* **EXERCISE**:
Pull out every line in the records that contains the string "body", and copy each one unchanged.

Labeled area outlines:
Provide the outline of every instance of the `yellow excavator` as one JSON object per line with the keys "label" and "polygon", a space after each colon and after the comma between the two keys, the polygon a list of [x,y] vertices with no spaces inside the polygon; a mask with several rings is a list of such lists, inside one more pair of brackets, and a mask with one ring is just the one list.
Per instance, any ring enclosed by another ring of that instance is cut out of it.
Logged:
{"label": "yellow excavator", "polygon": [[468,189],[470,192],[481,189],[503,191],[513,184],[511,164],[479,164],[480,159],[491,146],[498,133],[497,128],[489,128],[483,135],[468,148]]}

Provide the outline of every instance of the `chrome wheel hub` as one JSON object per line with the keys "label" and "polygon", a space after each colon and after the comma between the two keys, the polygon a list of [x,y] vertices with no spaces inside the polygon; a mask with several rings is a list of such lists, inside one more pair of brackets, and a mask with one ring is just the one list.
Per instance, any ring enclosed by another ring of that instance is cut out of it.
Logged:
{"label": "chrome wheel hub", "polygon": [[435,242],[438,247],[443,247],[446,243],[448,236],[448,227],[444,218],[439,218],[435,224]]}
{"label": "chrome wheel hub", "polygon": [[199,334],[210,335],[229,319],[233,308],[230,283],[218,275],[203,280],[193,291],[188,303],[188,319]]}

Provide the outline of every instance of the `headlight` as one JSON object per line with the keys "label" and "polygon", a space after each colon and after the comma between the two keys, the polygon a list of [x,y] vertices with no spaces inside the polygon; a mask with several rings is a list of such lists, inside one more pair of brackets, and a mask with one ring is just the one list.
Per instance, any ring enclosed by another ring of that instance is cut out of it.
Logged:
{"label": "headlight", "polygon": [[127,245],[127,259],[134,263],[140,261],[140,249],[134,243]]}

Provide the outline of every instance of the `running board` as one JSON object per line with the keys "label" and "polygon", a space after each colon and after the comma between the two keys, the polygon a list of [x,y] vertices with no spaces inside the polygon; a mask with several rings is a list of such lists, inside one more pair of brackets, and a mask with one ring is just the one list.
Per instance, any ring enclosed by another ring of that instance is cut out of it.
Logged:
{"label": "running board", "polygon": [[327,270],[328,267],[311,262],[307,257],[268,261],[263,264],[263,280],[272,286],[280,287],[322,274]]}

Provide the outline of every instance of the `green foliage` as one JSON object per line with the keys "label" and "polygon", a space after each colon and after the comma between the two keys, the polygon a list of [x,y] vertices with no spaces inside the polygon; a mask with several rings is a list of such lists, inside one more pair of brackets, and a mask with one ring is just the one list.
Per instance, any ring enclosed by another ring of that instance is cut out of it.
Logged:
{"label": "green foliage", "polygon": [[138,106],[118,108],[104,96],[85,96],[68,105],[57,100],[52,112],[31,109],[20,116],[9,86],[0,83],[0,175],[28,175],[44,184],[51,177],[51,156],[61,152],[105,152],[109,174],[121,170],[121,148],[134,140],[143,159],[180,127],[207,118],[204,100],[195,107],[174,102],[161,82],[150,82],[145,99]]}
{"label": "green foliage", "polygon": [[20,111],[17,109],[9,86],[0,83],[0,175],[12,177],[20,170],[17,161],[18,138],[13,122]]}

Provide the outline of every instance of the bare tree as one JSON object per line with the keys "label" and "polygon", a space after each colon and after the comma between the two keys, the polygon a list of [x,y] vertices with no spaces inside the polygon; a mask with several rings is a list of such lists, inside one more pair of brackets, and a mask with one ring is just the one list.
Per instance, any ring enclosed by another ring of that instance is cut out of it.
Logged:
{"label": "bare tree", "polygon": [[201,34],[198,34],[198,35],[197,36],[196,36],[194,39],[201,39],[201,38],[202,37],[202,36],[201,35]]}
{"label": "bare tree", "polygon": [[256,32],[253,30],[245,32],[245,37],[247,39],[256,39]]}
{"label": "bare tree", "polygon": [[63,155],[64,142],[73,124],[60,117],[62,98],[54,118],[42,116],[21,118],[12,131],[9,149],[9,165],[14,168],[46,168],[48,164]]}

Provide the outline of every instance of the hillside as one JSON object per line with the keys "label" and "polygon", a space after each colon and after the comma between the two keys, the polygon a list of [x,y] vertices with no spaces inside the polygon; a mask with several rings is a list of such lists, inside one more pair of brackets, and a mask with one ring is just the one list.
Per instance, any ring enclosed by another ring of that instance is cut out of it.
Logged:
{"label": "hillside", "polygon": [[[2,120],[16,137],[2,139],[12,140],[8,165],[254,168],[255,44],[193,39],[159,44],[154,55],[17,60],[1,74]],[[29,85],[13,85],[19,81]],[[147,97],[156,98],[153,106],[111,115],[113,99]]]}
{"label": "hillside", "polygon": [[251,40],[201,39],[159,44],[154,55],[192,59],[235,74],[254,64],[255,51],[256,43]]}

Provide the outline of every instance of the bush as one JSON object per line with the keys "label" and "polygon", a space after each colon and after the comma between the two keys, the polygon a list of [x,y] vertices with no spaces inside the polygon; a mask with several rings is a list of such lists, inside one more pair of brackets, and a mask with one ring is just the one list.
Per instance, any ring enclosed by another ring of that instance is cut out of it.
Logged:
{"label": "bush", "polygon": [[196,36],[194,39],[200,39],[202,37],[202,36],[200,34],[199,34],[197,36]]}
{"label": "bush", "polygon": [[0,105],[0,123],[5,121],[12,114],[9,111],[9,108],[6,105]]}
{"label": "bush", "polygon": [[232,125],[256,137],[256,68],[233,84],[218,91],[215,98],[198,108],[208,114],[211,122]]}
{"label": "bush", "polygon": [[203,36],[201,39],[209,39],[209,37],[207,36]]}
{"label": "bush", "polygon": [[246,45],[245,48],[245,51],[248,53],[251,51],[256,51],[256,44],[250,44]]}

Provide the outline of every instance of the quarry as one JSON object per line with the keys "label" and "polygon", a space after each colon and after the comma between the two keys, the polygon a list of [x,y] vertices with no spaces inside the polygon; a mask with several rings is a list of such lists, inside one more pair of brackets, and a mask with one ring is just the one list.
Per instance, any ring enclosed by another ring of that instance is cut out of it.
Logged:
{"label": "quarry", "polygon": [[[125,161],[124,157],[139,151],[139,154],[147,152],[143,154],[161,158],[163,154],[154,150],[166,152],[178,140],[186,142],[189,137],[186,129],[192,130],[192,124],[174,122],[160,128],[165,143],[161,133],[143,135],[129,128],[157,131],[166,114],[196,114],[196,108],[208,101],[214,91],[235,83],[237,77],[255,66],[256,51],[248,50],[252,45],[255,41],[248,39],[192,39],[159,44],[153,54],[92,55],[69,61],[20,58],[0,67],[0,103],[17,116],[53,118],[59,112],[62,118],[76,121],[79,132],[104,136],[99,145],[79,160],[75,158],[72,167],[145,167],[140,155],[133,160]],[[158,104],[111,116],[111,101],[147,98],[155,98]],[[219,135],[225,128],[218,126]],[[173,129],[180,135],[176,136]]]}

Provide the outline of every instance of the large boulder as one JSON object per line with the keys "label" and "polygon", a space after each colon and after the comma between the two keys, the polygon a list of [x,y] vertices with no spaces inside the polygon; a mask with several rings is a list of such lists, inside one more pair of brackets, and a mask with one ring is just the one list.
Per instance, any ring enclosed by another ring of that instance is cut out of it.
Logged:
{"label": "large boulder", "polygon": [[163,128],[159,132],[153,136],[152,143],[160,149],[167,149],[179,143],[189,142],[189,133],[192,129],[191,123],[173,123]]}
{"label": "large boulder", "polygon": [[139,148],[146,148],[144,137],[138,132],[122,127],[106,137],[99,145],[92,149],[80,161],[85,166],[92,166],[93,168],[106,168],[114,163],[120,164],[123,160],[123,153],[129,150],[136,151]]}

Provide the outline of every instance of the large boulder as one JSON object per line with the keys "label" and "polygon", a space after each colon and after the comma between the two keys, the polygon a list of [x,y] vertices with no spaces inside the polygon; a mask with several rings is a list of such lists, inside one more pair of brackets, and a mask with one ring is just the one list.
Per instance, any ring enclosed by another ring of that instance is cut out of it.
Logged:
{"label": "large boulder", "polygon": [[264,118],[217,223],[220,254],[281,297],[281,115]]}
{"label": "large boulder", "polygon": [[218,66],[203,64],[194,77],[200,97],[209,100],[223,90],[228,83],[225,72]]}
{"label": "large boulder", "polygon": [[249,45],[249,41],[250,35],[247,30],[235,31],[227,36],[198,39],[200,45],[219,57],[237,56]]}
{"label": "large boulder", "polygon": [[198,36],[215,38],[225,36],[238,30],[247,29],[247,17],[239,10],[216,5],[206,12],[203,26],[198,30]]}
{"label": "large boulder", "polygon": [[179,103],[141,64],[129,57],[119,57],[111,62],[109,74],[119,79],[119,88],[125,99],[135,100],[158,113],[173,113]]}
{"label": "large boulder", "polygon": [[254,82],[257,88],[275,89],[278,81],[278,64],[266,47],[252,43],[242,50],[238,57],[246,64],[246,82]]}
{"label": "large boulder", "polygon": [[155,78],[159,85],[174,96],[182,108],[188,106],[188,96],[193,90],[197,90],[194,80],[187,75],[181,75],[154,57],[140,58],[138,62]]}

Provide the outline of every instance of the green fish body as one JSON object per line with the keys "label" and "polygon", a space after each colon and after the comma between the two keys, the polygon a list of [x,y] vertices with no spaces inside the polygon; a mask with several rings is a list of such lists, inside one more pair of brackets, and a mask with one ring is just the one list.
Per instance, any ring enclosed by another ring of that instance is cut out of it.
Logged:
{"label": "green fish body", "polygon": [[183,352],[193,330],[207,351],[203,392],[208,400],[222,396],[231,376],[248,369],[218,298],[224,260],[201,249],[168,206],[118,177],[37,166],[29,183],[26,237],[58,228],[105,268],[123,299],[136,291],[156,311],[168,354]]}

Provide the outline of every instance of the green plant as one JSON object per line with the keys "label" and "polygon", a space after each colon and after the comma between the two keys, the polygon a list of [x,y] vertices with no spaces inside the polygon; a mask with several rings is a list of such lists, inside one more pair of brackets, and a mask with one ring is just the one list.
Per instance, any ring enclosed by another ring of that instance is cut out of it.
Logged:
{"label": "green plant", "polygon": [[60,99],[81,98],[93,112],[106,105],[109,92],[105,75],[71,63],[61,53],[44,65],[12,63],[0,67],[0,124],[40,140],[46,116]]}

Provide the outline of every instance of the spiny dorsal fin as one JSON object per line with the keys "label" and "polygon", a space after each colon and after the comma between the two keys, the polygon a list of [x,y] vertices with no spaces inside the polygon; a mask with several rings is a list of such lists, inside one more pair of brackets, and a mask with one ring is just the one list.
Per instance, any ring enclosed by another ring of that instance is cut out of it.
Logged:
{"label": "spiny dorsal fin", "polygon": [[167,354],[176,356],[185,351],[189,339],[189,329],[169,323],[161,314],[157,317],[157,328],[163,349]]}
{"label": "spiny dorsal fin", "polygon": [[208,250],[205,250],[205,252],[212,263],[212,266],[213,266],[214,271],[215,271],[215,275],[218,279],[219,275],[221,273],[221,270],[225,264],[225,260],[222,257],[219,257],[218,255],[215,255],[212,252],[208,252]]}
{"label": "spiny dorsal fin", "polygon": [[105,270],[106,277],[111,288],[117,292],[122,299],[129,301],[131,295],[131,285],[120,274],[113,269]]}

* **ANSWER TO THIS EXERCISE**:
Provide the outline of every instance of the green fish body as one JSON object per line with the keys "label" and "polygon", a space after each colon and after the comma between the two keys, the polygon a list of [x,y] vertices with no spaces inside the polygon; a mask with several rings is a list of such lists, inside one more pair of brackets, and a mask with one ring is just the one list.
{"label": "green fish body", "polygon": [[183,352],[193,330],[207,351],[203,392],[208,400],[222,396],[231,376],[248,369],[218,298],[224,260],[201,249],[168,206],[118,177],[37,166],[29,183],[26,237],[58,228],[105,268],[123,299],[136,291],[156,311],[168,354]]}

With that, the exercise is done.